| THE PROBLEM |
Find the line containing "Target: blue jeans" in the data below, then output that line and each one after it exactly, with nothing else.

| EXTRACTED ENTRIES |
┌──

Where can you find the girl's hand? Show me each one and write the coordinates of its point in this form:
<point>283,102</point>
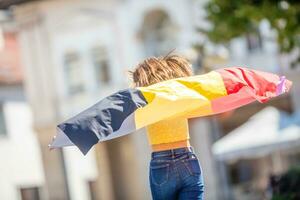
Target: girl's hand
<point>49,145</point>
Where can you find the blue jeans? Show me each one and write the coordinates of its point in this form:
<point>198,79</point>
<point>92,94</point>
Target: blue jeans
<point>176,174</point>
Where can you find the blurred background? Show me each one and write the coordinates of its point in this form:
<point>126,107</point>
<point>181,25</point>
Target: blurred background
<point>57,57</point>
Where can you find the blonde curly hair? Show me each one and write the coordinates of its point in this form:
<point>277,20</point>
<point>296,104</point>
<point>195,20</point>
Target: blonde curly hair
<point>156,69</point>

└──

| WRITTEN RESPONSE |
Target: blue jeans
<point>176,174</point>
Where can you find the blurred background? Show me each one and write the coordinates of its point in this form:
<point>126,107</point>
<point>181,25</point>
Target: blurred background
<point>57,57</point>
Where can you find the blonde curly hair? Show me each one and write the coordinates of its point in this form:
<point>277,20</point>
<point>296,104</point>
<point>195,20</point>
Target: blonde curly hair
<point>156,69</point>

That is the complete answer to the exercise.